Directions |
Rewrite the stretch from the start of the records through the line containing "box: [117, 104, 133, 132]", replacing "rough mask" with "coarse mask" and leaving everything else unchanged. Omit the pictures from your answer.

The data |

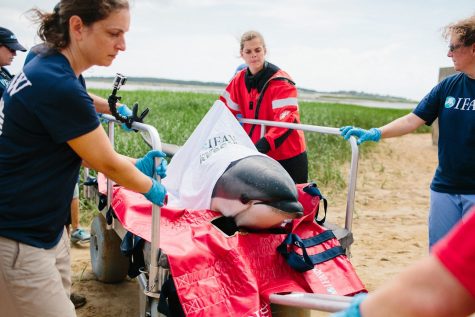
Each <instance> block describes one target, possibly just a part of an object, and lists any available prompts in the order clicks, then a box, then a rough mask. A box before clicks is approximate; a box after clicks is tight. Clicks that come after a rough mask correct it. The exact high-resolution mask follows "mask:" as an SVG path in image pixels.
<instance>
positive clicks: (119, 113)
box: [117, 104, 133, 132]
mask: <svg viewBox="0 0 475 317" xmlns="http://www.w3.org/2000/svg"><path fill="white" fill-rule="evenodd" d="M117 112H118V113H119V114H120V115H121V116H123V117H131V116H132V115H133V113H132V110H130V109H129V107H127V105H125V104H120V105H119V106H118V107H117ZM120 127H121V128H122V129H123V130H124V131H127V132H129V131H132V129H129V128H127V125H126V124H125V123H122V124H121V125H120Z"/></svg>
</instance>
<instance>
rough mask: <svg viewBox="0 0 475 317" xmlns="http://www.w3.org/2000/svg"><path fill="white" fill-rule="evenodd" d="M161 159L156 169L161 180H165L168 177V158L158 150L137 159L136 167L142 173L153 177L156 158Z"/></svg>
mask: <svg viewBox="0 0 475 317" xmlns="http://www.w3.org/2000/svg"><path fill="white" fill-rule="evenodd" d="M156 157H160V158H161V159H160V164H159V165H158V166H157V168H156V169H155V172H156V173H157V175H158V176H160V178H165V177H166V176H167V165H168V164H167V161H166V160H165V159H164V158H165V157H167V155H166V154H165V153H163V152H162V151H158V150H152V151H149V152H148V153H147V154H145V156H144V157H142V158H139V159H137V161H136V162H135V167H137V168H138V169H139V170H140V171H141V172H142V173H144V174H145V175H147V176H148V177H153V172H154V167H155V158H156Z"/></svg>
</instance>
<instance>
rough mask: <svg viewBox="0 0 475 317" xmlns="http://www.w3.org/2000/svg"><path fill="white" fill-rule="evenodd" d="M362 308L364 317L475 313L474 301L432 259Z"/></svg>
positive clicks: (434, 260)
mask: <svg viewBox="0 0 475 317" xmlns="http://www.w3.org/2000/svg"><path fill="white" fill-rule="evenodd" d="M467 274H470V273H469V272H467ZM360 308H361V313H362V314H361V315H362V316H364V317H381V316H384V317H392V316H394V317H400V316H405V317H415V316H417V317H425V316H430V317H439V316H440V317H447V316H451V317H458V316H468V315H469V314H470V313H472V312H474V311H475V301H474V299H473V297H472V296H471V294H470V293H469V292H468V291H467V290H466V289H465V288H464V287H463V286H462V285H461V284H460V283H459V282H458V281H457V280H456V279H455V278H454V277H453V275H452V274H451V273H450V272H449V271H447V270H446V269H445V267H444V266H443V265H442V264H441V263H440V261H438V260H437V258H435V257H434V256H431V257H428V258H426V259H424V260H422V261H419V262H417V263H416V264H415V265H413V266H411V267H410V268H408V269H406V270H405V271H403V273H401V274H400V275H399V276H397V278H396V279H394V280H393V281H392V282H390V283H388V284H386V285H385V286H383V287H382V288H380V289H378V290H376V291H375V292H374V293H371V294H370V295H369V296H368V297H367V298H366V299H365V300H364V301H363V302H362V303H361V306H360Z"/></svg>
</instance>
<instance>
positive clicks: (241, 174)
mask: <svg viewBox="0 0 475 317" xmlns="http://www.w3.org/2000/svg"><path fill="white" fill-rule="evenodd" d="M211 209H212V210H215V211H219V212H221V213H222V214H223V215H225V216H227V217H234V219H235V221H236V224H237V225H238V226H240V227H248V228H255V229H266V228H272V227H276V226H279V225H281V224H282V223H284V222H285V221H286V220H288V219H294V218H297V217H300V216H302V214H303V207H302V205H301V204H300V203H299V201H298V192H297V189H296V187H295V184H294V182H293V180H292V178H291V177H290V175H289V174H288V173H287V171H286V170H285V169H284V168H283V167H282V166H281V165H280V164H279V163H278V162H277V161H275V160H274V159H271V158H269V157H267V156H261V155H256V156H248V157H246V158H243V159H240V160H238V161H235V162H233V163H231V164H230V165H229V167H228V168H227V169H226V171H225V172H224V173H223V175H221V177H220V178H219V179H218V181H217V182H216V185H215V186H214V189H213V194H212V199H211Z"/></svg>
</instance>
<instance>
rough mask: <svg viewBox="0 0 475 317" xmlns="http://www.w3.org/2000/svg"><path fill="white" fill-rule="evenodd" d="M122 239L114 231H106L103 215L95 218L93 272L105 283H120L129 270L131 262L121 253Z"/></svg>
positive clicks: (94, 222)
mask: <svg viewBox="0 0 475 317" xmlns="http://www.w3.org/2000/svg"><path fill="white" fill-rule="evenodd" d="M120 242H121V240H120V238H119V236H118V235H117V234H116V233H115V232H114V230H107V229H106V220H105V218H104V217H103V216H102V215H98V216H96V217H95V218H94V220H93V221H92V225H91V241H90V242H89V246H90V248H89V251H90V254H91V264H92V271H93V272H94V274H95V275H96V277H97V279H98V280H99V281H101V282H104V283H118V282H121V281H123V280H124V278H125V276H126V275H127V271H128V269H129V260H128V258H127V257H125V256H124V255H122V254H121V253H120Z"/></svg>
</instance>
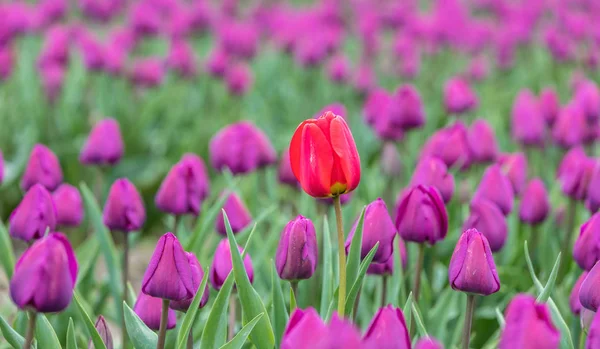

Answer area |
Each <instance> block describes one target, possibly just a part of an object, and lists any available prompts in the order clicks, then a box, then a coarse mask. A box before clicks is approximate; a box after clicks is tight. Clicks that come after a coarse mask correct it. The exact high-resolution mask follows "mask:" as an SVG path in image pixels.
<instance>
positive clicks: (119, 113)
box: [117, 104, 133, 132]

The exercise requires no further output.